Written task: Extract every line from the items below that contains the string "xmin", copying each such line in full.
═══ Raw data ═══
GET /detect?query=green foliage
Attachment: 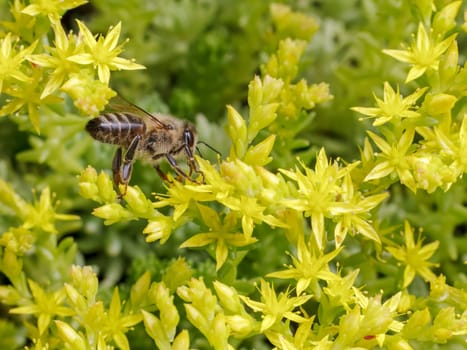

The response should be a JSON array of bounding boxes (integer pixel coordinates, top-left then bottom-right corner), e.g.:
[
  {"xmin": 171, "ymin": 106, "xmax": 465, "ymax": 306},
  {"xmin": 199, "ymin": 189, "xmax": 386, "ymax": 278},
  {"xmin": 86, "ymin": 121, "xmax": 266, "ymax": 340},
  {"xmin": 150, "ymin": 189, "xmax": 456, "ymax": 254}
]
[{"xmin": 0, "ymin": 0, "xmax": 467, "ymax": 350}]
═══
Result of this exercise:
  {"xmin": 171, "ymin": 106, "xmax": 465, "ymax": 306},
  {"xmin": 199, "ymin": 189, "xmax": 386, "ymax": 278},
  {"xmin": 86, "ymin": 121, "xmax": 266, "ymax": 340},
  {"xmin": 150, "ymin": 189, "xmax": 456, "ymax": 254}
[{"xmin": 0, "ymin": 0, "xmax": 467, "ymax": 350}]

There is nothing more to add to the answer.